• _Условие задания_
Подхватите приведенный ниже отрывок о революционных событиях 1917 года в Киеве и продолжите его, начав сразу после последнего предложения.

• _Выбранный отрывок_
::::::::::
Страсти революции. Эмоциональная стихия 1917 года - Владимир Прохорович Булдаков
Власти нужны были исполнители – люди требовали героя. Не только психология, но и эстетика верхов и низов все больше расходились.
КИЕВСКИЙ СУМБУР
В Киеве революционные события, казалось, двинулись по общероссийскому сценарию. Однако 3 марта здесь состоялось малолюдное (около 100 человек) собрание представителей украинских (преимущественно интеллигентских и студенческих) организаций. Этим малозаметным событием было положено начало формированию Украинской Центральной рады, председателем которой был избран историк М. С. Грушевский, присоединившийся к партии украинских эсеров. Фактически в Киеве возникло три центра власти, которые, однако, поначалу не думали конкурировать друг с другом.
::::::::::
• _Выдержки из записей_

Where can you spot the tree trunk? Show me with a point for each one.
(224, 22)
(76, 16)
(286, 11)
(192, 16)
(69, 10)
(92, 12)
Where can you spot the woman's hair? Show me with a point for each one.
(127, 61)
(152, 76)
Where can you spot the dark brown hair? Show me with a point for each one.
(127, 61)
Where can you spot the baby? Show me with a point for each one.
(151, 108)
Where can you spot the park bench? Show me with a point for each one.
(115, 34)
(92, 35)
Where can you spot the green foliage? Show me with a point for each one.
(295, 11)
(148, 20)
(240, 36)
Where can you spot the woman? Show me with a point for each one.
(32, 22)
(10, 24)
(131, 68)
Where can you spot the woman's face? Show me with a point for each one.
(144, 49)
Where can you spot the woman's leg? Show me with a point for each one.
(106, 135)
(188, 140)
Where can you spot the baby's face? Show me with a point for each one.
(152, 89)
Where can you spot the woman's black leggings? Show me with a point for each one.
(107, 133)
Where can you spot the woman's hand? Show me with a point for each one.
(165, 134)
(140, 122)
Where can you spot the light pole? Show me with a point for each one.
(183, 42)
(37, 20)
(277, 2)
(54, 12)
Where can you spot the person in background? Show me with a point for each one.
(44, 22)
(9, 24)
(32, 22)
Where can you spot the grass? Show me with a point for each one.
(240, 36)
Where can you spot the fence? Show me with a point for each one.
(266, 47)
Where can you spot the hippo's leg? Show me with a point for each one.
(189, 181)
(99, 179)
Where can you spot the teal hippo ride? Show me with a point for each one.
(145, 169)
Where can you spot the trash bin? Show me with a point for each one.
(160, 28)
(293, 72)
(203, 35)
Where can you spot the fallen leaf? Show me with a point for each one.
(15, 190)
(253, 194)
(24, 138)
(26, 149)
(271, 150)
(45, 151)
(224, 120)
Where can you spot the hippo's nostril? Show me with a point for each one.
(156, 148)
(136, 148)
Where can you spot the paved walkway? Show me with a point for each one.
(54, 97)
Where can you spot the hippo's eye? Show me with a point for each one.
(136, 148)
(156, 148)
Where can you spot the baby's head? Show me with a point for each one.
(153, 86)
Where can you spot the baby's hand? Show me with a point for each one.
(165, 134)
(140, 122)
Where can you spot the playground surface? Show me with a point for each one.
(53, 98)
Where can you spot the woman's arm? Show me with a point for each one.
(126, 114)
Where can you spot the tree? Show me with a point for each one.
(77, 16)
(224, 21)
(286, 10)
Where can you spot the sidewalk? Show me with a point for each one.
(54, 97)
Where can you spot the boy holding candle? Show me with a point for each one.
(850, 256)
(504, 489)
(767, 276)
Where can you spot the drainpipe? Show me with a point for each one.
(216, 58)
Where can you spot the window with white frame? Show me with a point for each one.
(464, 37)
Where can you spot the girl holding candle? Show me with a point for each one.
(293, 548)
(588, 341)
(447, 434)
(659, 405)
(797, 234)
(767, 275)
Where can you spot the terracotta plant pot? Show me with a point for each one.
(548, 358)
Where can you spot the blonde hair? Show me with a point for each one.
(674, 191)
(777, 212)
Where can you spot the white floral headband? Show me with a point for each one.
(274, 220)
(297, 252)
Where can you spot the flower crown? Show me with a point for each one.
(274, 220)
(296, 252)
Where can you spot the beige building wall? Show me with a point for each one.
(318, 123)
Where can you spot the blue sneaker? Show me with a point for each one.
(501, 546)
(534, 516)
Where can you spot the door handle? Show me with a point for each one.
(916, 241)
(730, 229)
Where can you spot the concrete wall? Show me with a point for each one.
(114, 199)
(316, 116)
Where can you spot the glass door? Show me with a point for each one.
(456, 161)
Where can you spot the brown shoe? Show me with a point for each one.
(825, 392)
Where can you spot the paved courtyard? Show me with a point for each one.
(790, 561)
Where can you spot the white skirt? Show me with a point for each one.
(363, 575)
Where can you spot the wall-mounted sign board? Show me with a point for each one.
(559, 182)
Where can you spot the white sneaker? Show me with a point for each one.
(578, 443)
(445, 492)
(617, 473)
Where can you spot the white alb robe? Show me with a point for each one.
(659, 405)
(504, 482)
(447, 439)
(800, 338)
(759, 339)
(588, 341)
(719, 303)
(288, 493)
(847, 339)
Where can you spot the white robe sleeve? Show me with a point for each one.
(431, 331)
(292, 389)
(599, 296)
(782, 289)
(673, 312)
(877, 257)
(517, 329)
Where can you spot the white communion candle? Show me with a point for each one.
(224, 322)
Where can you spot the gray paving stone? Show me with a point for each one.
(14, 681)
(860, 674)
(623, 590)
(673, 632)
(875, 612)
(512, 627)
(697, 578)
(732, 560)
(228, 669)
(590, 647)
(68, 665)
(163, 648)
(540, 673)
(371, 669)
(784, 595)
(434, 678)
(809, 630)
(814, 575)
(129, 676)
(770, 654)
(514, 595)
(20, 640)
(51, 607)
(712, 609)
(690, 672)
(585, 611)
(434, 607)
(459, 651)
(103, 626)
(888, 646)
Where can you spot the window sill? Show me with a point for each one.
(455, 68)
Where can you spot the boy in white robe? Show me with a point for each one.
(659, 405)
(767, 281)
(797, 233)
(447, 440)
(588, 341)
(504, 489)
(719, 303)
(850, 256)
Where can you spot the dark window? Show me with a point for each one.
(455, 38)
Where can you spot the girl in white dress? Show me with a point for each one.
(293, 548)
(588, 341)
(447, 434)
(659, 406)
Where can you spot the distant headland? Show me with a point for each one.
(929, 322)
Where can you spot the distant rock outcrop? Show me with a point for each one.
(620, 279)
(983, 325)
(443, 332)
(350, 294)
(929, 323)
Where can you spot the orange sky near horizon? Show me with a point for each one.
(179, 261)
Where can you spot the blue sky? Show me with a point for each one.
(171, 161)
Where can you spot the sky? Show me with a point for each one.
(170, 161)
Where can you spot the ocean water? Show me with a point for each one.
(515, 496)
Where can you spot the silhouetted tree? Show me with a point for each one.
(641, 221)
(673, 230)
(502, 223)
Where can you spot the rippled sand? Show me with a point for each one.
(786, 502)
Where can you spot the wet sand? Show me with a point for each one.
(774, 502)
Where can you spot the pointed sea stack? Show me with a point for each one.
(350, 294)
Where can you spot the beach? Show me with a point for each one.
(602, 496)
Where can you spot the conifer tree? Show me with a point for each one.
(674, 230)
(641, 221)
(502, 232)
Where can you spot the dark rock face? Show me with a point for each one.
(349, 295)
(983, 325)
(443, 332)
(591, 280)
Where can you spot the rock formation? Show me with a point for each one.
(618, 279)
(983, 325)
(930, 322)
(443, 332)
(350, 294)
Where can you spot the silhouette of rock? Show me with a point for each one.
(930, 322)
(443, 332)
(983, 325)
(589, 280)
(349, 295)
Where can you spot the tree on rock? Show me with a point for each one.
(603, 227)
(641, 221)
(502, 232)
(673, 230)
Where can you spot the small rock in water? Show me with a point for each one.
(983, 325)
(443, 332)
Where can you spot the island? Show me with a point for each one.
::::::::::
• _Результат выполнения_
Положение изменилось в связи с активизацией военных. 4 марта младшие офицеры из числа этнических украинцев выступили на студенческом «вече» с идеей формирования особого украинского войска. Предложение было принято с энтузиазмом. 6 марта участники военного вече (211 человек) в приветствии Временному правительству просили объявить о восстановлении Переяславского договора 1654 года (по их понятиям, это стало бы подтверждением автономии Украины). 8 марта состоялось Большое вече, на котором присутствовали 6 генералов и 22 штаб-офицера; председателем был выбран полковник Глинский, секретарем – поручик Михновский.
Российские политические элиты не замечали, что украинские деятели в годы войны сошлись на идее территориальной автономии, подчеркивая при этом связь автономизма и демократизма. Неудивительно, что 7 марта в Москве украинские организации выступили с совместной декларацией, в которой, помимо требования об искоренении национального угнетения, говорилось о необходимости возвращения на родину украинского населения приграничных районов и освобождения сосланных галицийцев.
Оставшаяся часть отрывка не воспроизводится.